— begin Task data —
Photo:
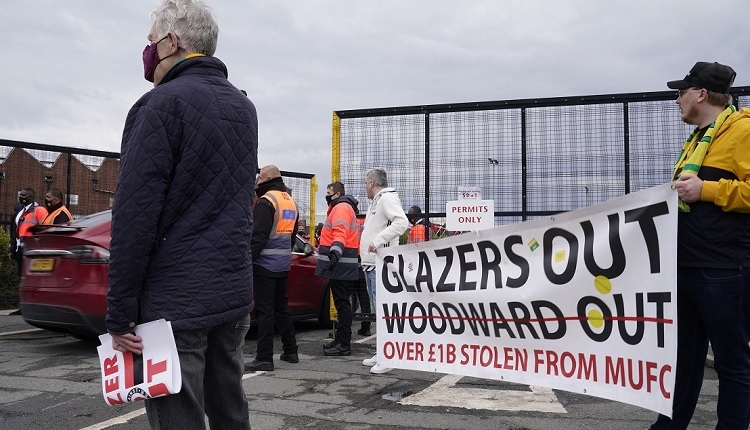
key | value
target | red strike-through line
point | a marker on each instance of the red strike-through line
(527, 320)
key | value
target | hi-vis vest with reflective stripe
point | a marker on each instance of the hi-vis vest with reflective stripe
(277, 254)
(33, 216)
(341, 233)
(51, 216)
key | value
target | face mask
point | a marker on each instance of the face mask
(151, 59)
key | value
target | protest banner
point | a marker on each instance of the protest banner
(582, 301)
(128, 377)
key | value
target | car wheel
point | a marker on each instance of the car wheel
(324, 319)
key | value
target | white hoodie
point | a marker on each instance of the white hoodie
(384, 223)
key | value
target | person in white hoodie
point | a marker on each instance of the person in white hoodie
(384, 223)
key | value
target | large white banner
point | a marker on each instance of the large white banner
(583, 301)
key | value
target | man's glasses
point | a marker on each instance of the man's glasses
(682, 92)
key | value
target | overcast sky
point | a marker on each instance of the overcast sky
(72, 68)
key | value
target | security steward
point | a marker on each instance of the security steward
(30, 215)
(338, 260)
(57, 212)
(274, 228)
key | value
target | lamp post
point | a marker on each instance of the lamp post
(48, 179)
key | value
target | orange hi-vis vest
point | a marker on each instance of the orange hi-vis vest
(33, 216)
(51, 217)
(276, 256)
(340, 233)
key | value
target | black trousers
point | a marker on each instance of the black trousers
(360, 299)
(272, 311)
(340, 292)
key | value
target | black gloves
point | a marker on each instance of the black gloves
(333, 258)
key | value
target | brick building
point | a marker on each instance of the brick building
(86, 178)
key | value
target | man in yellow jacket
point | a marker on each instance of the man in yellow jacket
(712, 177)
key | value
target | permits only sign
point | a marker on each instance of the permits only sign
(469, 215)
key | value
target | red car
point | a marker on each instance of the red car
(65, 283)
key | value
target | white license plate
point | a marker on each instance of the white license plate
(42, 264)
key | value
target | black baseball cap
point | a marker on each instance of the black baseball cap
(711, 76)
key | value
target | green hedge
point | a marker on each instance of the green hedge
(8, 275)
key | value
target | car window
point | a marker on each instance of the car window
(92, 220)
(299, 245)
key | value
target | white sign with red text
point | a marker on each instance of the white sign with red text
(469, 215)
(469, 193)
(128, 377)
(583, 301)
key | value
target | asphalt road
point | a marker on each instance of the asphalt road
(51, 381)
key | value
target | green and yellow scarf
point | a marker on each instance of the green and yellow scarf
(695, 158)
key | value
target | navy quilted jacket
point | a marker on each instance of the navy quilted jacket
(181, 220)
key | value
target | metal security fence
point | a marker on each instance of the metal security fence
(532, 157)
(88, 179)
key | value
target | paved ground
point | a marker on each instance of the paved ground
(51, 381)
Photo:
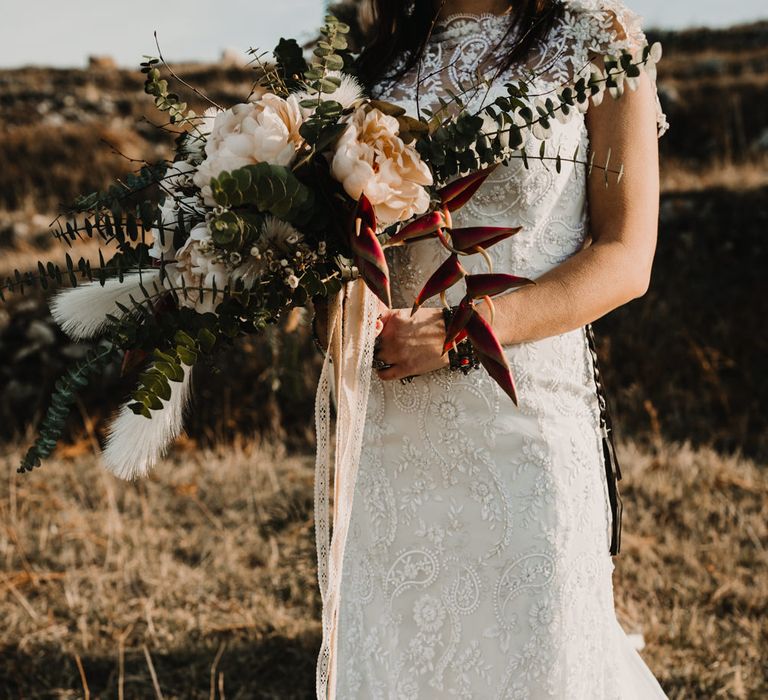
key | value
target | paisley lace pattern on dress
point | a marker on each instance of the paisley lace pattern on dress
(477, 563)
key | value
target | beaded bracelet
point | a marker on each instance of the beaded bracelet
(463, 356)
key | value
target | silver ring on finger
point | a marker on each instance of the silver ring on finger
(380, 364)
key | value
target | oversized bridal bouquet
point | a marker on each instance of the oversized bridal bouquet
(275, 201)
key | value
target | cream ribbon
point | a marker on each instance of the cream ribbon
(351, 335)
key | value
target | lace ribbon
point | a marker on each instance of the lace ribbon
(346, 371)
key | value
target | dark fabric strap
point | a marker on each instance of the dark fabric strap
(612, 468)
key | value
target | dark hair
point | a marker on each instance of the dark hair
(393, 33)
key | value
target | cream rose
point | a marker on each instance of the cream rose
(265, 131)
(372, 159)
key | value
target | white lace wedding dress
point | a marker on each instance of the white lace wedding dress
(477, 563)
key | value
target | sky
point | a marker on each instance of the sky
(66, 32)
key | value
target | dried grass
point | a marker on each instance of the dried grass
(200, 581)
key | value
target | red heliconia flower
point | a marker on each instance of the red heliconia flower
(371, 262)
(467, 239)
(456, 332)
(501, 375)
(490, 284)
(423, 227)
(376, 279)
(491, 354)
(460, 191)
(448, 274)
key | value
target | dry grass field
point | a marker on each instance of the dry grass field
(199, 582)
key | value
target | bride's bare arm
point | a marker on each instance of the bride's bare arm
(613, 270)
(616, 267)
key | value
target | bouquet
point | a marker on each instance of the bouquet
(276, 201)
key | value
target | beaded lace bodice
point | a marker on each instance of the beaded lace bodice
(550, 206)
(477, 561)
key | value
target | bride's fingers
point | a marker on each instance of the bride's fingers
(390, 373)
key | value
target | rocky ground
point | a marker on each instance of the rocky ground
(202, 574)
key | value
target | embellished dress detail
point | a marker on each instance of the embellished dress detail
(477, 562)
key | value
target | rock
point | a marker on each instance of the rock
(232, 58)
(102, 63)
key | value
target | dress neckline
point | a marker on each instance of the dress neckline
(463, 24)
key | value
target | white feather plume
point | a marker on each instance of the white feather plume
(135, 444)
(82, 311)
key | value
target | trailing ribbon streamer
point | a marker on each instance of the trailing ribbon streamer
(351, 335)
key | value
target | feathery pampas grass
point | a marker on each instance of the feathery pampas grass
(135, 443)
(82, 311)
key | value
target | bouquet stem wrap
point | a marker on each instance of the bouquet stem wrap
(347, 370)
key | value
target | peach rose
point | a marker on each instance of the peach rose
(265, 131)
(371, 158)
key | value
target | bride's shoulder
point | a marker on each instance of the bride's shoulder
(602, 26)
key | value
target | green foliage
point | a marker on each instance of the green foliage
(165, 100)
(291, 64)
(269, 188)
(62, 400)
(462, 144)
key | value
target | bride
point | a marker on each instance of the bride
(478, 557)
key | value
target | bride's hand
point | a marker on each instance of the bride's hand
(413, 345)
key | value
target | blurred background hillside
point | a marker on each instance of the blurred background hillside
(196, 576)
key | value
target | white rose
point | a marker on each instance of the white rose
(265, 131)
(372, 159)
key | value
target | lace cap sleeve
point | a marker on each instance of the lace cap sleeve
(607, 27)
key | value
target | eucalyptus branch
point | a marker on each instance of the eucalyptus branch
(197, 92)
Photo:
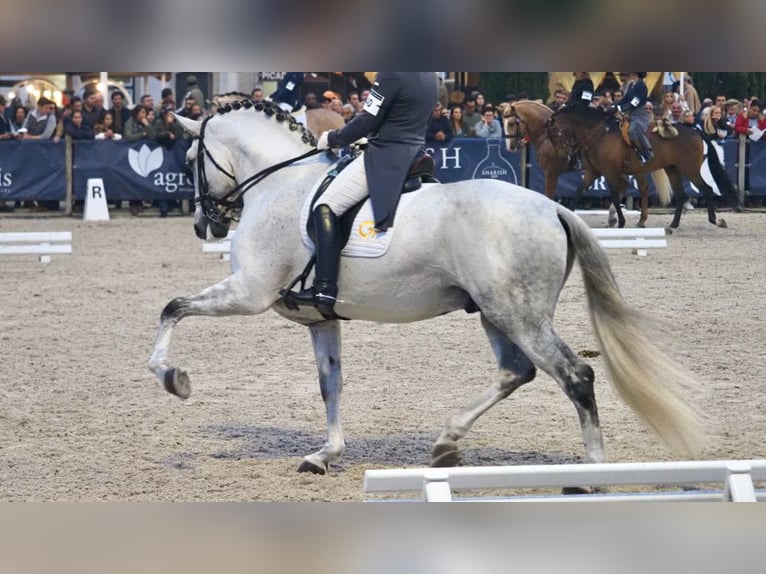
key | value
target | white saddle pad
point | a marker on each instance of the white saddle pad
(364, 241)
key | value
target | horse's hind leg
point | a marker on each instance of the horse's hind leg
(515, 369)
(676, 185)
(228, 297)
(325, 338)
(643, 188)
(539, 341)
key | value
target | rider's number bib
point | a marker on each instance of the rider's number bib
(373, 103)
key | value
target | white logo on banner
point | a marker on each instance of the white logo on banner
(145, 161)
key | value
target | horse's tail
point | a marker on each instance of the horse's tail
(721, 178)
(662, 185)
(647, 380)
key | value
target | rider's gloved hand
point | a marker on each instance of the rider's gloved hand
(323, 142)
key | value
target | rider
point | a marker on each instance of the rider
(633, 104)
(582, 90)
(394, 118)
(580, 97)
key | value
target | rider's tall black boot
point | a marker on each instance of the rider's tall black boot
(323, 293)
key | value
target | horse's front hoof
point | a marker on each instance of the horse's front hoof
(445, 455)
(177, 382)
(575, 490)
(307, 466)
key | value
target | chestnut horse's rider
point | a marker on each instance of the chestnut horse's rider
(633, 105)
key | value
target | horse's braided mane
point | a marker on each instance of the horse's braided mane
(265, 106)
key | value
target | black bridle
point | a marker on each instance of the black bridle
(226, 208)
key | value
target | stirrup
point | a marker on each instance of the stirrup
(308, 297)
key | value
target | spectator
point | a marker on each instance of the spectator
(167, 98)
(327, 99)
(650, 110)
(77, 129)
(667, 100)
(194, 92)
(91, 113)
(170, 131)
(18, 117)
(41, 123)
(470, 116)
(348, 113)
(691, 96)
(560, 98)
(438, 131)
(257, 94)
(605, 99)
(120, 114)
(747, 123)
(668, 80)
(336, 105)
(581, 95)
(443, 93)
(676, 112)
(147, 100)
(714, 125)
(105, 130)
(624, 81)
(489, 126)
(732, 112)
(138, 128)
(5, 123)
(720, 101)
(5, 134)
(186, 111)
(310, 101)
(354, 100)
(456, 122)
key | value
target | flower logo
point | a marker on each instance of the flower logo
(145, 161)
— end Task data —
● **Instructions to follow**:
How many lines in the items above contain the word "hedge"? Reply with the number only.

● **Answer**:
2